Nothing should be left out: repeat all the data exactly.

### Recorded data:
####################

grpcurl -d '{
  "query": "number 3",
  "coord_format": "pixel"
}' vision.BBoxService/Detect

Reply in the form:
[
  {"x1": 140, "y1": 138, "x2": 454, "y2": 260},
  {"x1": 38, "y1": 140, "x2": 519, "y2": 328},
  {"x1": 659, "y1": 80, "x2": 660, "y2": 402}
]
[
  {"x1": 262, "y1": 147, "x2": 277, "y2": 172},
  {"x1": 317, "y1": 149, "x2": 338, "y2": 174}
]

####################

### Response area:
grpcurl -d '{
  "query": "number 3",
  "coord_format": "pixel"
}' vision.BBoxService/Detect

Reply in the form:
[
  {"x1": 140, "y1": 138, "x2": 454, "y2": 260},
  {"x1": 38, "y1": 140, "x2": 519, "y2": 328},
  {"x1": 659, "y1": 80, "x2": 660, "y2": 402}
]
[
  {"x1": 262, "y1": 147, "x2": 277, "y2": 172},
  {"x1": 317, "y1": 149, "x2": 338, "y2": 174}
]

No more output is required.